◆ TO DO ◆
Copy the records exactly, starting at the line that contains "Every instance of the camera" and ending at the line that contains "<point>18,139</point>", with both of those lines included.
━━━━━ MATERIAL PROVIDED
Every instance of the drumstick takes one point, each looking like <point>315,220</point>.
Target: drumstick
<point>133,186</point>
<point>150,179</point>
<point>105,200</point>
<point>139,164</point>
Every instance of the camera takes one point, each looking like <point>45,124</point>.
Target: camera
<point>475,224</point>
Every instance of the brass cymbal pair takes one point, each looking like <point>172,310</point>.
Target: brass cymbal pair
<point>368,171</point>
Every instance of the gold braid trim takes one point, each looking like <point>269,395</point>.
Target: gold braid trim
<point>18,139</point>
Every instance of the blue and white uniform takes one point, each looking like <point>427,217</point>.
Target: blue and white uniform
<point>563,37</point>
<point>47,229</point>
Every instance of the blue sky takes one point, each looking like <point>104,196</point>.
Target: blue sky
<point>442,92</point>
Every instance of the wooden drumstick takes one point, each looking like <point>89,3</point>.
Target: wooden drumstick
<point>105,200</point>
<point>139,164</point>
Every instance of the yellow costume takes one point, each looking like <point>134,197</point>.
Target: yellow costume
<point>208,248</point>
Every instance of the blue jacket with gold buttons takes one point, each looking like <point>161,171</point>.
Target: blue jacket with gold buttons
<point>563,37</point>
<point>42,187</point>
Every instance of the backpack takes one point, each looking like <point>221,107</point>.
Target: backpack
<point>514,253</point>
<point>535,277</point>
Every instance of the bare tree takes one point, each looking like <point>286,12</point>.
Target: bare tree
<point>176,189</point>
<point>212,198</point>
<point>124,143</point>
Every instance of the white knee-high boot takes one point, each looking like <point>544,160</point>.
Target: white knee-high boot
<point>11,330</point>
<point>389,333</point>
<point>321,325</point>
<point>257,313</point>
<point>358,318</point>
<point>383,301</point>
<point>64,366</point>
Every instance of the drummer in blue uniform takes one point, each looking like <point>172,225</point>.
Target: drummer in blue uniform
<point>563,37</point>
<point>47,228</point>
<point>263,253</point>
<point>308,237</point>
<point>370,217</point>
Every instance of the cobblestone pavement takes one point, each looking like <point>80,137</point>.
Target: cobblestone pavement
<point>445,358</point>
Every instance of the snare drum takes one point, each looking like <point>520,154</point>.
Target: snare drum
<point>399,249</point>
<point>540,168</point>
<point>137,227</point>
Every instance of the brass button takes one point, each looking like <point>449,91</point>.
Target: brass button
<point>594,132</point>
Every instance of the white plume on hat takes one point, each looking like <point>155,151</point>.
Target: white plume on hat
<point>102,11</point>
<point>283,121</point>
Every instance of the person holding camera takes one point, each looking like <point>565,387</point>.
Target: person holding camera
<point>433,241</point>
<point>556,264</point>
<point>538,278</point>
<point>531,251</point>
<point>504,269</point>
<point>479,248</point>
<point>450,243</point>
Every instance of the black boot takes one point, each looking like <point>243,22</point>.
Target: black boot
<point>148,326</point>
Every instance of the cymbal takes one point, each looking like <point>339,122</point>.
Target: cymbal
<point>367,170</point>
━━━━━━━━━━
◆ WRITTEN SOLUTION ◆
Every instance of the camera takes one point, each looking like <point>45,124</point>.
Target: camera
<point>475,224</point>
Every instance of the brass cymbal pair takes one point, each looking like <point>172,310</point>.
Target: brass cymbal pair
<point>368,171</point>
Every instance of the gold braid trim takes one point, each looking like <point>269,395</point>.
Target: gold braid trim
<point>18,139</point>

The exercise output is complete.